Bloco de texto:
━━━━
Amália Garcez expressa uma preocupação importante com o mundo. Da Finlândia, ela olha para o Brasil e, junto dos finlandeses, se preocupa com a Amazônia. Encontra na palavra Intersecção possibilidades para o ativismo — justiça climática, justiça social, feminismos se articulando com a luta antifascista. “Não dá para lutar isolado, não dá para falar de meio ambiente sem considerar as pessoas que serão afetadas porque estão em situação mais vulnerável. Não dá para falar de feminismos desconsiderando que tem mulheres ainda mais afetadas pelo machismo e pelo racismo. Eu, por exemplo, não posso dizer que seja a mulher mais afetada pela injustiça social, mas preciso lutar em favor das mulheres que são”. Nessa relação entre os que aqui lutavam e os novos que chegam, vemos ressoar em Amália as palavras de Paulo Freire: “aos esfarrapados do mundo e aos que neles se descobrem e, assim descobrindo-se, com eles sofrem, mas sobretudo, com eles lutam”(3).
━━━━
Dados armazenados:

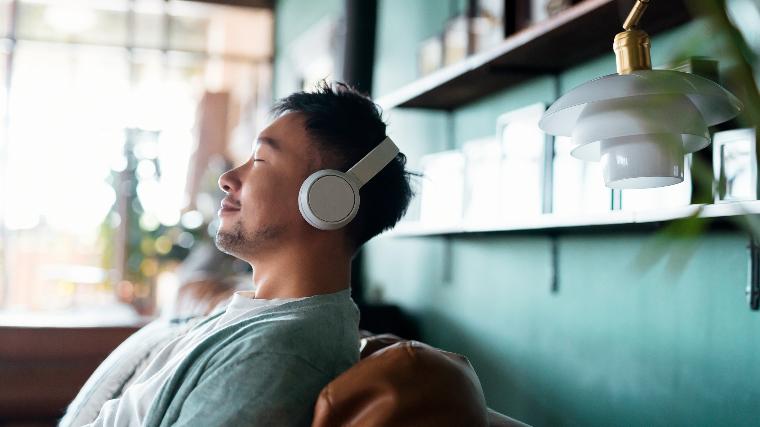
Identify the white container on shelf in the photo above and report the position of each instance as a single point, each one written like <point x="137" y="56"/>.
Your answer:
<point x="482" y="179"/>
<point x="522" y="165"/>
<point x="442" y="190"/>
━━━━
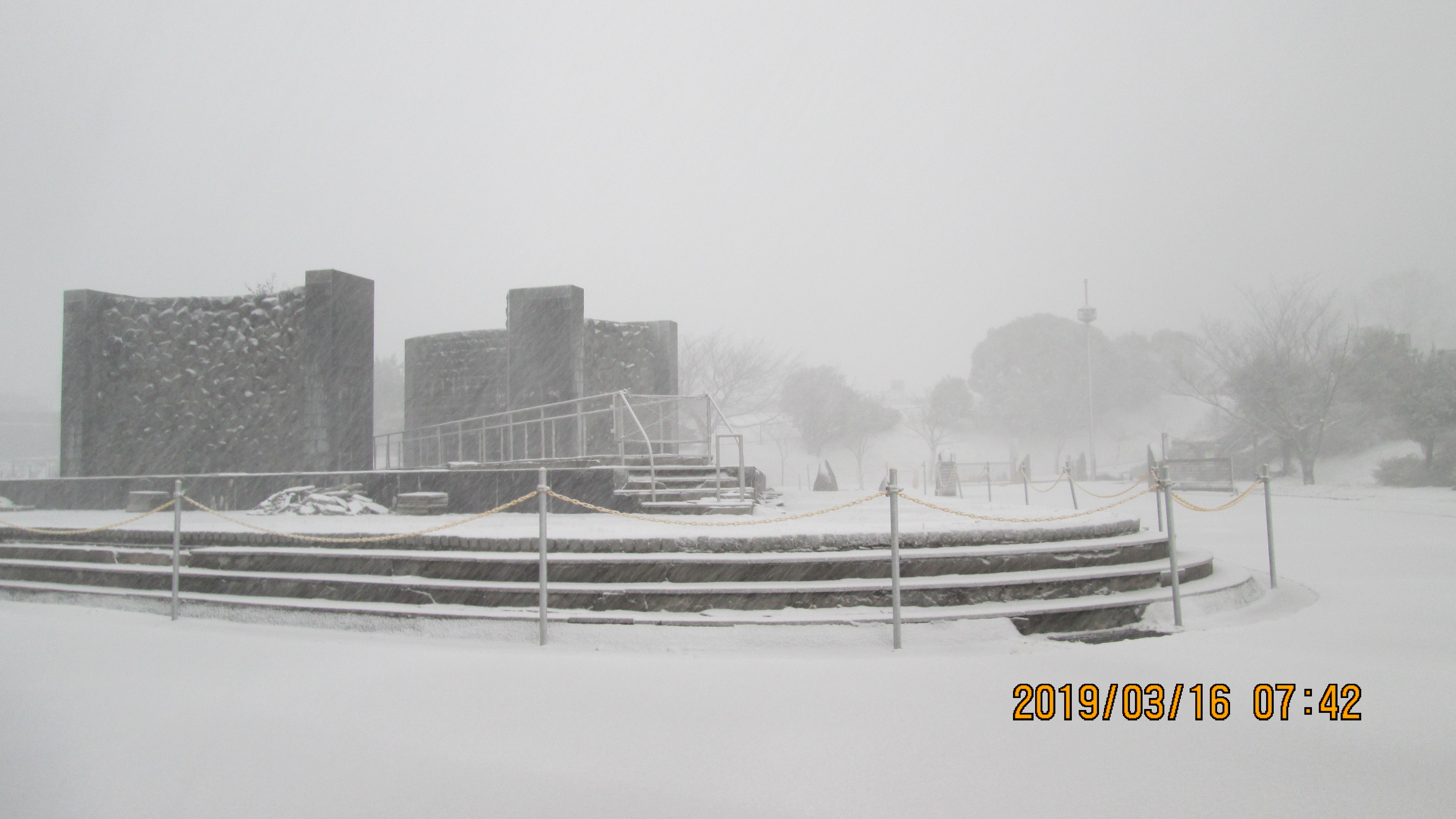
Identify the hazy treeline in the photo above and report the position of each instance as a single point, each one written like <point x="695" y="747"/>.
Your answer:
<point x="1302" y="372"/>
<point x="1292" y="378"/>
━━━━
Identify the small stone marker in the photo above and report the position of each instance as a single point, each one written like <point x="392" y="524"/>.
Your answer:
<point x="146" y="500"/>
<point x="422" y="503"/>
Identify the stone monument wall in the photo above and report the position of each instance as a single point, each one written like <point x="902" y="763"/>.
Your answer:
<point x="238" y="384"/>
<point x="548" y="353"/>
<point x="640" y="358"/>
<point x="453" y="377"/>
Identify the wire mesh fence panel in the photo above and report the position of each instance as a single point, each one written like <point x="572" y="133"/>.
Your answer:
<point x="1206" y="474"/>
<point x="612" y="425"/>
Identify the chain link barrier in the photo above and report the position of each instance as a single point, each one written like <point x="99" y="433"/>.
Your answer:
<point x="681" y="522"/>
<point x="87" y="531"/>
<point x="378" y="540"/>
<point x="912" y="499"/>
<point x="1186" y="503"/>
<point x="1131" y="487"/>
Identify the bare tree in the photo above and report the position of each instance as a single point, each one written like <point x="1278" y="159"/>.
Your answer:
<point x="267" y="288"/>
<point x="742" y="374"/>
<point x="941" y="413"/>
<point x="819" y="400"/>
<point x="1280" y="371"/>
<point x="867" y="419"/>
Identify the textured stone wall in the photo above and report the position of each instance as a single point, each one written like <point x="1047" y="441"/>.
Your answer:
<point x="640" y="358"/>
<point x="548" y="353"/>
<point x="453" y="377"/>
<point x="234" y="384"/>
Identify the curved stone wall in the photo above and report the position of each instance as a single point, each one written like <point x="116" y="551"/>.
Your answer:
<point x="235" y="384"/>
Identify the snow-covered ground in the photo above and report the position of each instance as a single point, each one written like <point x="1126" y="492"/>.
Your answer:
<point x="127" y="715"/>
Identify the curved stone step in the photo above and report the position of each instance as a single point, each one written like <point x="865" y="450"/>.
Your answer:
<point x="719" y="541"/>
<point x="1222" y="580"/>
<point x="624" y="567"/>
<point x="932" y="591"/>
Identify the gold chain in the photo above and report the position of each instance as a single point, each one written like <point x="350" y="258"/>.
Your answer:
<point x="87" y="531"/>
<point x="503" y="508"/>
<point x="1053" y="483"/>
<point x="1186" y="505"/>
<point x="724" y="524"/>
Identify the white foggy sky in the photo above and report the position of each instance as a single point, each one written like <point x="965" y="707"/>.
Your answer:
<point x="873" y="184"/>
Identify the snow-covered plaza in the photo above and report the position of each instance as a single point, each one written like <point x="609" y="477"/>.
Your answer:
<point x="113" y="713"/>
━━━━
Tarefa proposta: De acordo com o texto sobre o ativismo de Amália Garcez, com o que ela se preocupa junto dos finlandeses?

Resultado final: Com a Amazônia.